The regex pattern I'm using for the initial check is one I found on the web, and I've done barely any modifications to it thusfar... I've made it so that it allows "." as a separator between numbers, but that's it.

Here's the function: (long winded, I know)

/*
* Function to validate a US phone number and split it into it's 3 components
* 3-digit area code, 3-digit exchange code, 4-digit subscriber number
*/
function validPhone($phone) {

  //Set the regex pattern
  $pattern = '/^[\(]?(\d{0,3})[\)]?[\.]?[\/]?[\s]?[\-]?(\d{3})[\s]?[\.]?[\/]?[\-]?(\d{4})[\s]?[x]?(\d*)$/';

  //Set variable to false
  $valid = array(
    'ac'=>false,
    'ec'=>false,
    'sn'=>false,
    'en'=>false,
    'all'=>false,
  );

  //Look for match, then dump patterns to $matches
  if (preg_match($pattern, $phone, $matches)) {

    // Original number
    $phone_number = $matches[0];

    // 3-digit area code
    $area_code = $matches[1];

    // Validate area code based on NANPA standards
    if(ereg('^[2-9]{1}[0-8]{1}[0-9]{1}$', $area_code)) {
      if($area_code != '555') {
        $valid['ac'] = true;
      }
    }

    // 3-digit exchange code
    $exchange_code = $matches[2];

    // Validate exchange code based on NANPA standards
    if(ereg('^[2-9]{1}[0-9]{2}$', $exchange_code)) {
      $valid['ec'] = true;
    }

    // 4-digit subscriber number
    $sub_number = $matches[3];

    // Double check that subscriber number is 0-9 only
    if(ereg('^[0-9]{4}$', $sub_number)) {
      $valid['sn'] = true;
    }

    // Extension number (if entered)

AVAILABLE DATA:
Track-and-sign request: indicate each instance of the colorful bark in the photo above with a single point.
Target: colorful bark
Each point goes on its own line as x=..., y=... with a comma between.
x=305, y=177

REQUESTS:
(a) In the phone validation post, which area code does the function refuse to mark as valid even when it fits the pattern?
(b) From the phone validation post, output the passage from "The regex pattern I'm" up to and including "winded, I know)".
(c) In the phone validation post, why does the function run the area code through the ereg check, and what does that check accept?

PROBLEM SOLUTIONS:
(a) 555

(b)
The regex pattern I'm using for the initial check is one I found on the web, and I've done barely any modifications to it thusfar... I've made it so that it allows "." as a separator between numbers, but that's it.

Here's the function: (long winded, I know)

(c) The check validates the area code based on NANPA standards. It accepts a three-digit code whose first digit is 2–9, whose second digit is 0–8 and whose third digit is any digit, and the function then rejects 555.